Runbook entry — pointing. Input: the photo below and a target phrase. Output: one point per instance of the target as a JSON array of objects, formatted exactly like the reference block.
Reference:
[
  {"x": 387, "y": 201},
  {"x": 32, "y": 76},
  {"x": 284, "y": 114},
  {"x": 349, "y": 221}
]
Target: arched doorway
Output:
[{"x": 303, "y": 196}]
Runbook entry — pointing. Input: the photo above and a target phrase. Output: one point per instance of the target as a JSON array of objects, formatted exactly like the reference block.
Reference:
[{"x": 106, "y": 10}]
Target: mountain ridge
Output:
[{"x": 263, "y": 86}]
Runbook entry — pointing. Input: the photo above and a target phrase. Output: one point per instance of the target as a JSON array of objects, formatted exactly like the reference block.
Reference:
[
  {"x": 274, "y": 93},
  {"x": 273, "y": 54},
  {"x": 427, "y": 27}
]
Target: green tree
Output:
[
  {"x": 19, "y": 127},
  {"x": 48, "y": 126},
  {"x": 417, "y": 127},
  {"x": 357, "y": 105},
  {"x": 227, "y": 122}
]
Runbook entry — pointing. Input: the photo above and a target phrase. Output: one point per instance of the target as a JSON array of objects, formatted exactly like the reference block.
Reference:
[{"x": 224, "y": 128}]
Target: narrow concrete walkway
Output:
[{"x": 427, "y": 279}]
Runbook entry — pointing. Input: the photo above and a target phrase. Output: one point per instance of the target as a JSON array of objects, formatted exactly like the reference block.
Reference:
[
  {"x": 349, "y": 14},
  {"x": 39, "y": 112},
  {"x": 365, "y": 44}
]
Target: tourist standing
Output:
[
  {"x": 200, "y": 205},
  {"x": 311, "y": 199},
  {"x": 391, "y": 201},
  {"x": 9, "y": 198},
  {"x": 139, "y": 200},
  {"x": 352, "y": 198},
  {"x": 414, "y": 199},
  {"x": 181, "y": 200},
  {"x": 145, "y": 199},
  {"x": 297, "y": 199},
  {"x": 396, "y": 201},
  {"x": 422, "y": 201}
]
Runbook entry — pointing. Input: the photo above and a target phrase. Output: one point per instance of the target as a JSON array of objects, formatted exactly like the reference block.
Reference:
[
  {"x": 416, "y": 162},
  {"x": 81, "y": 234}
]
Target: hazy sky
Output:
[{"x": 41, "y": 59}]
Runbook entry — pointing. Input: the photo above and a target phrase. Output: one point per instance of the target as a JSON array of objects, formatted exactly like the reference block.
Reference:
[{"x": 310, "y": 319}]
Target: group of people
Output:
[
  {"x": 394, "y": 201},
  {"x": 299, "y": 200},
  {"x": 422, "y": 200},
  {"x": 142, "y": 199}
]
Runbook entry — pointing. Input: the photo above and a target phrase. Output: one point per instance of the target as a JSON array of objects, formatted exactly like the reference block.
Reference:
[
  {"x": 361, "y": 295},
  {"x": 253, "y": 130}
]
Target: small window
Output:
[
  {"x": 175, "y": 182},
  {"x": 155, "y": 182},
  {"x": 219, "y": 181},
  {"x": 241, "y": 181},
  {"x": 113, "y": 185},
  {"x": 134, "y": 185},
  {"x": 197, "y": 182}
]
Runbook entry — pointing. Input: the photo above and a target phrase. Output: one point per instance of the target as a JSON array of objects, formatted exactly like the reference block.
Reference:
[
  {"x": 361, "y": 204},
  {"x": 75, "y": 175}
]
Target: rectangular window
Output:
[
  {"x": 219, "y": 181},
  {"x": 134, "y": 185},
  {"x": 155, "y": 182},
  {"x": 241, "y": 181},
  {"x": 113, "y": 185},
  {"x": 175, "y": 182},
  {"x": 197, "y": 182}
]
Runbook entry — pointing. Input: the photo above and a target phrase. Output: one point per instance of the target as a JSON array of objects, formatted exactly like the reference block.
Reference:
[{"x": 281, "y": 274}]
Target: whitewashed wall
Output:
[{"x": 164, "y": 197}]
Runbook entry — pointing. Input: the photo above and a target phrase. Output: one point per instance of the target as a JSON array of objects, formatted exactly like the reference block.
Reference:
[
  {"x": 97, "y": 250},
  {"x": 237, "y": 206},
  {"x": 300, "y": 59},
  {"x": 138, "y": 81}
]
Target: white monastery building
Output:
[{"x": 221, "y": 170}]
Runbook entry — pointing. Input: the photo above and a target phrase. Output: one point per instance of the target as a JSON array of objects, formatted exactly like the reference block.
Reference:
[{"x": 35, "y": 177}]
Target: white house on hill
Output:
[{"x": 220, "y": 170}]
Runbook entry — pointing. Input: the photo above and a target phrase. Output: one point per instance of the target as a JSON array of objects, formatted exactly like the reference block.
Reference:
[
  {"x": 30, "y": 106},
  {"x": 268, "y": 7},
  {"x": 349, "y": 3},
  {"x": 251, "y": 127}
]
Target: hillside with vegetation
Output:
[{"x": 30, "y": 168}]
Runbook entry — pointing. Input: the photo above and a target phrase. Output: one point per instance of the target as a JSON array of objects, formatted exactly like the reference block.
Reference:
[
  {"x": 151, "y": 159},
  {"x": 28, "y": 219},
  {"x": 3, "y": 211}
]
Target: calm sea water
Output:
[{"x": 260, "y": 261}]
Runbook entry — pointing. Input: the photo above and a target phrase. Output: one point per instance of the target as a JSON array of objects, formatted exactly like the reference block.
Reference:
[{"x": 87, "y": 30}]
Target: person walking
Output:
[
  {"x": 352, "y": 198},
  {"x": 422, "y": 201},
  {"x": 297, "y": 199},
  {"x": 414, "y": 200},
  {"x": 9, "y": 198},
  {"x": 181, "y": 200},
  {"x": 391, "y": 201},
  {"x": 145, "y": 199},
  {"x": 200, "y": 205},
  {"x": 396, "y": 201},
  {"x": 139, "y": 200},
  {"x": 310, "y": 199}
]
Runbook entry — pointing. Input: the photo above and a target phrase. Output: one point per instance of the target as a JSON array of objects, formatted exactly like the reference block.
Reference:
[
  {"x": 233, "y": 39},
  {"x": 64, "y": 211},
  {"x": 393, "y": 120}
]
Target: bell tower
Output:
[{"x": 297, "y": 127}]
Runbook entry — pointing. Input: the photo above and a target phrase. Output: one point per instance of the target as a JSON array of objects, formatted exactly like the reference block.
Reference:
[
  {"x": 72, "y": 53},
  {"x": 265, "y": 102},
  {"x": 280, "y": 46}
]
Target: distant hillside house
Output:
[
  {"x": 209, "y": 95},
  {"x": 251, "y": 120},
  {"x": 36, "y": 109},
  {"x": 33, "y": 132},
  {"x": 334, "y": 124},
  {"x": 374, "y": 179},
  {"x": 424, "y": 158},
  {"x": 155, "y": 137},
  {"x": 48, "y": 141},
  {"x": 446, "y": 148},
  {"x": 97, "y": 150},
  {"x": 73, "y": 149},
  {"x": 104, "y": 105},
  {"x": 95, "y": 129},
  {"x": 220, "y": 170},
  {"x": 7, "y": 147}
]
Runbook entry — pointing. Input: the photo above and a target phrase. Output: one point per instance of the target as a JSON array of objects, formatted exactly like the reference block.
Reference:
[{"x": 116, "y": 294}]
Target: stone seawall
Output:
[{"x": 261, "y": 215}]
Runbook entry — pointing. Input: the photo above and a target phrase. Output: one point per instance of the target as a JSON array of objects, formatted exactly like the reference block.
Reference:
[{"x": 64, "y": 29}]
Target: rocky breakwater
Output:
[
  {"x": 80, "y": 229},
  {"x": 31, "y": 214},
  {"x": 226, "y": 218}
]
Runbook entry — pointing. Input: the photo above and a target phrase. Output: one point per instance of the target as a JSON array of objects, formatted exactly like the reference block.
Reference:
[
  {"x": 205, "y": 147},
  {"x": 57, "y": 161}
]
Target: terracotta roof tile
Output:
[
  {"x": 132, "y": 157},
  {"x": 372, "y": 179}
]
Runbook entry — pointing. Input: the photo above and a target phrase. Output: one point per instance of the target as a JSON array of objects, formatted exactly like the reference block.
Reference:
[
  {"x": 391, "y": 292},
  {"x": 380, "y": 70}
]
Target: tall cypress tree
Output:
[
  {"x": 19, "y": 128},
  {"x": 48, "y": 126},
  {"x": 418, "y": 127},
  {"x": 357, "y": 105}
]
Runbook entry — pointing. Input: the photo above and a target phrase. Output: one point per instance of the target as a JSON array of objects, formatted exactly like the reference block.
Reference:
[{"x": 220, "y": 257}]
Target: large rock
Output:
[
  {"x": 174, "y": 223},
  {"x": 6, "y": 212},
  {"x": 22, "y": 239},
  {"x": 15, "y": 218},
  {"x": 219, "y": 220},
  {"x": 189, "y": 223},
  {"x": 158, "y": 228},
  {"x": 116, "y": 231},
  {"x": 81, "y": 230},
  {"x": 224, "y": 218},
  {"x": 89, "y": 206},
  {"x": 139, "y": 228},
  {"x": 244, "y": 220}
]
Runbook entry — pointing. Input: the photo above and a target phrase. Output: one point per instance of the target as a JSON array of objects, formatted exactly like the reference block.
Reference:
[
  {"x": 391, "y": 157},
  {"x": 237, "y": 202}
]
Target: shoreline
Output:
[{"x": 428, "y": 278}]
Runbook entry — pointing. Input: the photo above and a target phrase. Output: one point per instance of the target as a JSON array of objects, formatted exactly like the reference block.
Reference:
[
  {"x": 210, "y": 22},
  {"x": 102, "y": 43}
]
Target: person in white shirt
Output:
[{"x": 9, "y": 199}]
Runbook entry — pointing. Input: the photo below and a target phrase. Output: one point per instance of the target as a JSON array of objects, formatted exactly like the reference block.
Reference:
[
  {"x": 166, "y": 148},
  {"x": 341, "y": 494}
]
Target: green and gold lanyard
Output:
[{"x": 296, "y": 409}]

§ **BRIEF**
Report every line of the records above that contains the string "green", treating case as significant.

§ **ANSWER FOR THE TASK**
Target: green tree
Target: green and gold lanyard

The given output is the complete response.